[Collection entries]
**********
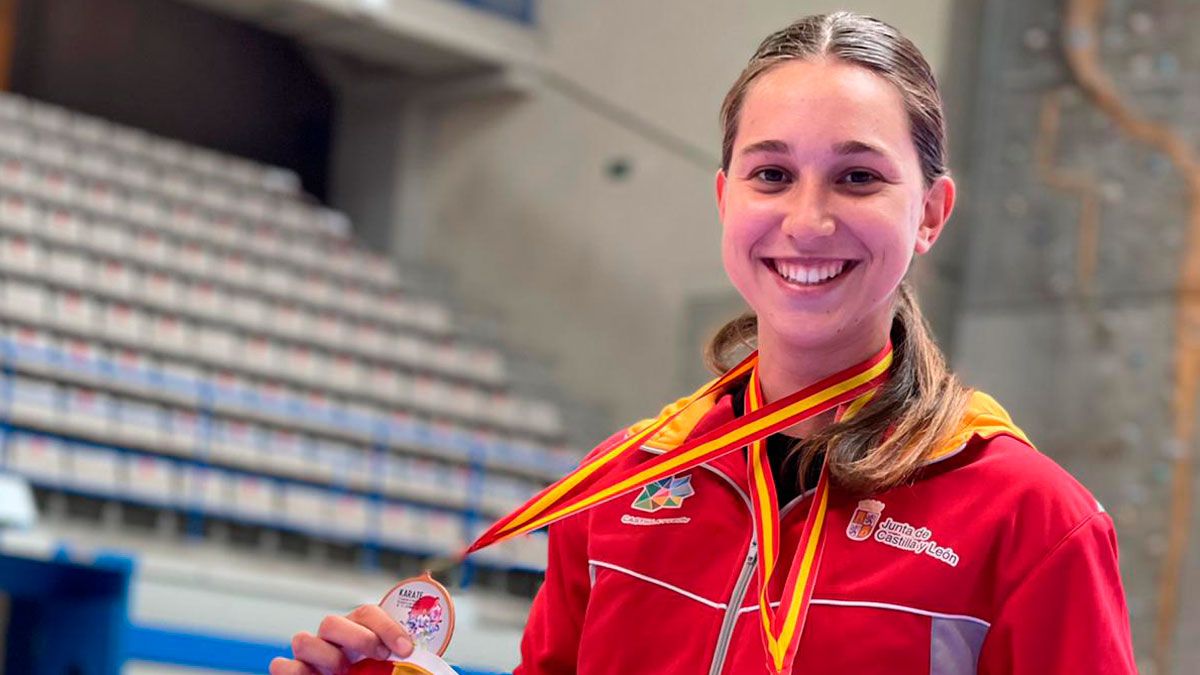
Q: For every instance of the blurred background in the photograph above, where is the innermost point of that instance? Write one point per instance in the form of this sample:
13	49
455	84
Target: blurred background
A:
**********
(Task)
Exclude the pictures and repeat the entries word for word.

(Reply to the exercise)
Q: For every instance of the blurred background in the photograph above, where is the innermost point of that instance? Write one point per instance in the form of this sample:
13	49
455	84
Target: blurred background
A:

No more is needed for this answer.